* Instructions *
**1)** In the piece on the Onmoraki demon bird, whose encyclopedias of Japanese demons and folklore describe Onmoraki as the soul of a freshly dead corpse?
**2)** Copy word for word the part of the Onmoraki piece between "At my university, if" and "freshly dead corpse.", inclusive.
**3)** Write the next part of the Onmoraki piece, starting after its final sentence.

* Provided passage *
At my university, if you missed a single lecture you were (figuratively) lynched. An unfortunate handful of course-mates even failed their first year because, despite good marks, their attendance record wasn’t just so. That might sound harsh, but spare a thought for the seminar-snoozing Japanese monk, who would instead be punished with otherworldly screaming, flapping and harassment by an evil black crane with glowing lantern eyes.

Before we descend any further into this nightmare, I should say that I’m also due some angry screeching. I’ve failed to find much information at all about this demon bird, and not due to sleeping on the job. I did too much of my own shrieking for that to have been possible.

To start with what I could find out, Onmoraki only gets more horrifying. In Toriyama Sekien’s encyclopaedias of Japanese demons and folklore, it’s also the soul of a freshly dead corpse.

* Recorded data *
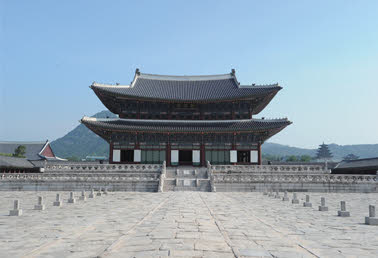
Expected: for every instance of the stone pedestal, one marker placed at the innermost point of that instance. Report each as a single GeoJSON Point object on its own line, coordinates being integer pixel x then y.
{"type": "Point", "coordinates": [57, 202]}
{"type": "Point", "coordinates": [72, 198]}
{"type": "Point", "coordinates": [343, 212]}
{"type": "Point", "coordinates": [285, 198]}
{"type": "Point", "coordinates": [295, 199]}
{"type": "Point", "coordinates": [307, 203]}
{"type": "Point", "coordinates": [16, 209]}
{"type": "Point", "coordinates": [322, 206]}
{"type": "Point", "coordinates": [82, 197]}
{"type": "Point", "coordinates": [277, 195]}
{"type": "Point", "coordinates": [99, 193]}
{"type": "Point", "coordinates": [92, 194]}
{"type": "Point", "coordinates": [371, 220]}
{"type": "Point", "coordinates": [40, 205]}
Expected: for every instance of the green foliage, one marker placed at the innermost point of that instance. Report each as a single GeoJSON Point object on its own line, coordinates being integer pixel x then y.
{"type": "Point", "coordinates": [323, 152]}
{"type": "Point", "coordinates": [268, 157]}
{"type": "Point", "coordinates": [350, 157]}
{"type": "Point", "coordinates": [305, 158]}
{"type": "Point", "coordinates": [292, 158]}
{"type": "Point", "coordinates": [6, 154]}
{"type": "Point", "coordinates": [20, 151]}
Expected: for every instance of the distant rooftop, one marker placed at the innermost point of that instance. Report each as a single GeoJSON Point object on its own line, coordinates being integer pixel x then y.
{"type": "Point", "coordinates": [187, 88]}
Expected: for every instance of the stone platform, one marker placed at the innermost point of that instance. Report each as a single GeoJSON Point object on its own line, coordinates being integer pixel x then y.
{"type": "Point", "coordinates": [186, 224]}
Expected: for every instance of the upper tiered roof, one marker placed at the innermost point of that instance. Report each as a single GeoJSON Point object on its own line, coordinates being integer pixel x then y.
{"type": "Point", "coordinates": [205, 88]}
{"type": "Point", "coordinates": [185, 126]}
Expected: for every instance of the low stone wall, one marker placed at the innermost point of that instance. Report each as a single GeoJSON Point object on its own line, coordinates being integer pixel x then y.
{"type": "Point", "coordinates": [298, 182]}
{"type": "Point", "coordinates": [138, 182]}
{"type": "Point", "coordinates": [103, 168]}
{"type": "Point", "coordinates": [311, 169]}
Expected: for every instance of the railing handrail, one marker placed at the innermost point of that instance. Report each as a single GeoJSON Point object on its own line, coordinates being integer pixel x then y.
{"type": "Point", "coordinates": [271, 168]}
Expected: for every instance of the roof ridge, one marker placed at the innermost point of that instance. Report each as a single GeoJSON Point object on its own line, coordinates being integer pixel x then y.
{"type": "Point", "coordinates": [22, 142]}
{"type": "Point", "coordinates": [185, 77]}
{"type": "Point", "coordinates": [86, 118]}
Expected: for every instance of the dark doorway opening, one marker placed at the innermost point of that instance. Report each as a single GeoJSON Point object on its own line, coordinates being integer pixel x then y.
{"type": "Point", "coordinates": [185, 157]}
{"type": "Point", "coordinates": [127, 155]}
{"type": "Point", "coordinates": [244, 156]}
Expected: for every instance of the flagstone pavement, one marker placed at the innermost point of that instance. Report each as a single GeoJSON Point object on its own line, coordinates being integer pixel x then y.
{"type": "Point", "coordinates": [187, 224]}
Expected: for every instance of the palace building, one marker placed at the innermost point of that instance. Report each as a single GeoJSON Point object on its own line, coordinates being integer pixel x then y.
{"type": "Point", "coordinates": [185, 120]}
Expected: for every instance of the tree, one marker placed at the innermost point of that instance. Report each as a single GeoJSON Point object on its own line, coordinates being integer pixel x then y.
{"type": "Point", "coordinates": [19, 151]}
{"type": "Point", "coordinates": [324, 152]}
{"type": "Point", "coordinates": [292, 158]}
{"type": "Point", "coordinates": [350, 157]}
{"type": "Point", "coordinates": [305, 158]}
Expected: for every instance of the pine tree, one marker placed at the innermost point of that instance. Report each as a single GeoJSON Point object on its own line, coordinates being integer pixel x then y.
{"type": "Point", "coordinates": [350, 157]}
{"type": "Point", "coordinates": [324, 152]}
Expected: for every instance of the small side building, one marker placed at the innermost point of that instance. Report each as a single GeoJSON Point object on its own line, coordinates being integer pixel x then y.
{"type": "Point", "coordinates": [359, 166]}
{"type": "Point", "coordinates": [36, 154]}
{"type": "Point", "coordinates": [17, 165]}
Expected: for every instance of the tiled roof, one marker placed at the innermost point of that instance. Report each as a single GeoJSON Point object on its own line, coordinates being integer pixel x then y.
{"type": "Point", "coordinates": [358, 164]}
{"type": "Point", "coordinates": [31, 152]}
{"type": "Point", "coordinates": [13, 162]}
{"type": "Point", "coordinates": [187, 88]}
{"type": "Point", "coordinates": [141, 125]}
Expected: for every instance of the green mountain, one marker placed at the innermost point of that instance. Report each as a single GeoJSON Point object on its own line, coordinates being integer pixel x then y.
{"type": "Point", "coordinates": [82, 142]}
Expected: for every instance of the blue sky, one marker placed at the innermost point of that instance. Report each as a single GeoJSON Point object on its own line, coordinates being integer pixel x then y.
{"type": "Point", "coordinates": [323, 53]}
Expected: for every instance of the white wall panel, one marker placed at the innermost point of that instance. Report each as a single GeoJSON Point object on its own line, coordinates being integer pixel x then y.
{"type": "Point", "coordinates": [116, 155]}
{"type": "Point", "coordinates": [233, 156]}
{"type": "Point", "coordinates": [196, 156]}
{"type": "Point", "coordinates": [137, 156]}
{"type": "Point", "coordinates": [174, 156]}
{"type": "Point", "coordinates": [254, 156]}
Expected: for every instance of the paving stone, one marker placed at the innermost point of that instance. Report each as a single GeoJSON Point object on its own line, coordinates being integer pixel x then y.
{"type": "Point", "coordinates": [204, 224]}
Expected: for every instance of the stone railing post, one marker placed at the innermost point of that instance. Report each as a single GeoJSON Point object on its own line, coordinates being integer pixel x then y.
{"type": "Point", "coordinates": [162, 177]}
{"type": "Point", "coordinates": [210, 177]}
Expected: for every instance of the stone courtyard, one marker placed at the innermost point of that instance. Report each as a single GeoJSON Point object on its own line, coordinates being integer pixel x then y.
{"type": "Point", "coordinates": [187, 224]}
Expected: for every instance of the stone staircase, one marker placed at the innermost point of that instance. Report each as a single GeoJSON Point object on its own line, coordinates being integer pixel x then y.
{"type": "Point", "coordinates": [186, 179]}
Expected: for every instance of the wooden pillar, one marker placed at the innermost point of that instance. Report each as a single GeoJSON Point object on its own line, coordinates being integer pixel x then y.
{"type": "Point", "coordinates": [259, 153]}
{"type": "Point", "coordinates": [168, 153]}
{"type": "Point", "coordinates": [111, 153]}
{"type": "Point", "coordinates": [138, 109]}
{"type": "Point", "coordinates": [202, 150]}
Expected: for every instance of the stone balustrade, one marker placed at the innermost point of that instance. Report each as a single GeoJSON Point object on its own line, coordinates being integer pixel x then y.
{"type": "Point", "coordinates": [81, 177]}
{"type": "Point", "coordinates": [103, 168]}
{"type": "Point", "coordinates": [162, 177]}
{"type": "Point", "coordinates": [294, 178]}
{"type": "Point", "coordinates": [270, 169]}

* Results *
**1)** Toriyama Sekien's

**2)**
At my university, if you missed a single lecture you were (figuratively) lynched. An unfortunate handful of course-mates even failed their first year because, despite good marks, their attendance record wasn’t just so. That might sound harsh, but spare a thought for the seminar-snoozing Japanese monk, who would instead be punished with otherworldly screaming, flapping and harassment by an evil black crane with glowing lantern eyes.

Before we descend any further into this nightmare, I should say that I’m also due some angry screeching. I’ve failed to find much information at all about this demon bird, and not due to sleeping on the job. I did too much of my own shrieking for that to have been possible.

To start with what I could find out, Onmoraki only gets more horrifying. In Toriyama Sekien’s encyclopaedias of Japanese demons and folklore, it’s also the soul of a freshly dead corpse.

**3)**
Learn something, or get out

Featured in the Chinese chronicle Qing Zun Lu, or Seisonroku in Japan, this demonic crane briefly terrorised a man named Sai Shifuku, who had nodded off in a lecture hall at a countryside temple. After being screeched awake, Sai shot down the hall with Onmoraki in hot pursuit, at least until he threw a glance over his shoulder and it disappeared.

…presumably before he saw its dodgy proportions.

The local monks, who kindly let the “sleeping through lectures” bit slide, blamed it on a body being stored nearby. A Shramana monk at Kaihō temple confirmed this when Sai later returned to the capital, advising that, in the Buddhist canon Tripitaka, the soul of a newly deceased corpse can sometimes transform into an Onmoraki.

That’s great, says I, I’ll check out the Tripitaka then, the scriptures of Theravada Buddhism, and see if I can’t find more information. This time, I’m the one who starts (figuratively) screeching.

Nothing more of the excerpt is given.